### ИСХОДНЫЙ ФРАГМЕНТ
У меня есть некоторые соображения, касающиеся причин того кризиса, в котором находится теология в России. Скажу две вещи. Во-первых, боязнь и всяческое избегание российскими теологами предмета своей дисциплины — то есть Бога и того, как он проявляет себя в мире. Та теология, которую продвигают в вузы, которая становится ВАКовской специальностью, это же какая-то недоисторическая, недокультурологическая, недорелигиоведческая дисциплина, представители которой, похоже, сами не понимают, чем именно они собираются заниматься. Такое ощущение, что теологи просто стесняется предмета своего изучения, пытаясь подменить его чем-то более респектабельным — например, историей, культурой…

Во-вторых, боязнь современности: такое ощущение, что современного мира с его набором вызовов для теологов не существует. Посмотрите на теологические труды — это же какое-то бесконечное изложение-переложение одних и тех же идей, одних и тех же древних уважаемых авторов. Неоднократно сталкивался с сетованием европейских теологов о том, что им просто некого пригласить из России для богословского академического обсуждения, например, прав человека или же каких-то еще сугубо современных вопросов — будь то терроризм или миграция.

### ЗАДАНИЕ 1
Определите, соответствуют ли утверждения (а), (б) и (в) фрагменту о кризисе теологии. На каждое ответьте «да» или «нет» и приведите точную цитату из фрагмента, которая это решает.
(а) Автор указывает две причины кризиса теологии в России.
(б) Европейские теологи охотно приглашают российских коллег обсуждать права человека.
(в) По словам автора, теологи пытаются заменить предмет своего изучения историей или культурой.
### ЗАДАНИЕ 2
Продолжите фрагмент о кризисе теологии в России, начав сразу после его последнего предложения.

### МАТЕРИАЛ
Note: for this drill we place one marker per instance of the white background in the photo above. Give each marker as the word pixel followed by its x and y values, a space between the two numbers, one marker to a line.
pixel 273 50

### РЕЗУЛЬТАТ 1
(а) Да: «Скажу две вещи».
(б) Нет: «им просто некого пригласить из России для богословского академического обсуждения, например, прав человека».
(в) Да: «пытаясь подменить его чем-то более респектабельным — например, историей, культурой…»

### РЕЗУЛЬТАТ 2
Теология — это систематическая рефлексия о Боге и о мире в свете Бога. И эта рефлексия сегодня актуальна как никогда. Здесь во время обсуждения звучала совершенно ошибочная точка зрения, будто бы богословие исходит из того, что нам уже все изначально известно, нам нужно только прояснить, разъяснить, но кажется, что…

Анна Шмаина-Великанова: Это просто ложное представление.

Дмитрий Узланер: В любом случае я исхожу из того, что теология была, есть и будет, пока есть верующие люди, пока есть люди заинтересованные в Боге. Как, какими словами можно сегодня говорить о Боге? Как Он присутствует в мире? Влияет ли Он на исторические процессы? Как с богословской точки зрения можно осмыслить секуляризацию, научно-технические достижения, религиозно мотивированное насилие? И т.д. Вот конкретные запросы к теологии. Например, интересующие меня.

Анна Шмаина-Великанова: У вас запросы не к богословию, у вас запросы к верующим людям и к христианству, к Откровению, к Церкви.

Дмитрий Узланер: А кто должен дать ответы на эти вопросы?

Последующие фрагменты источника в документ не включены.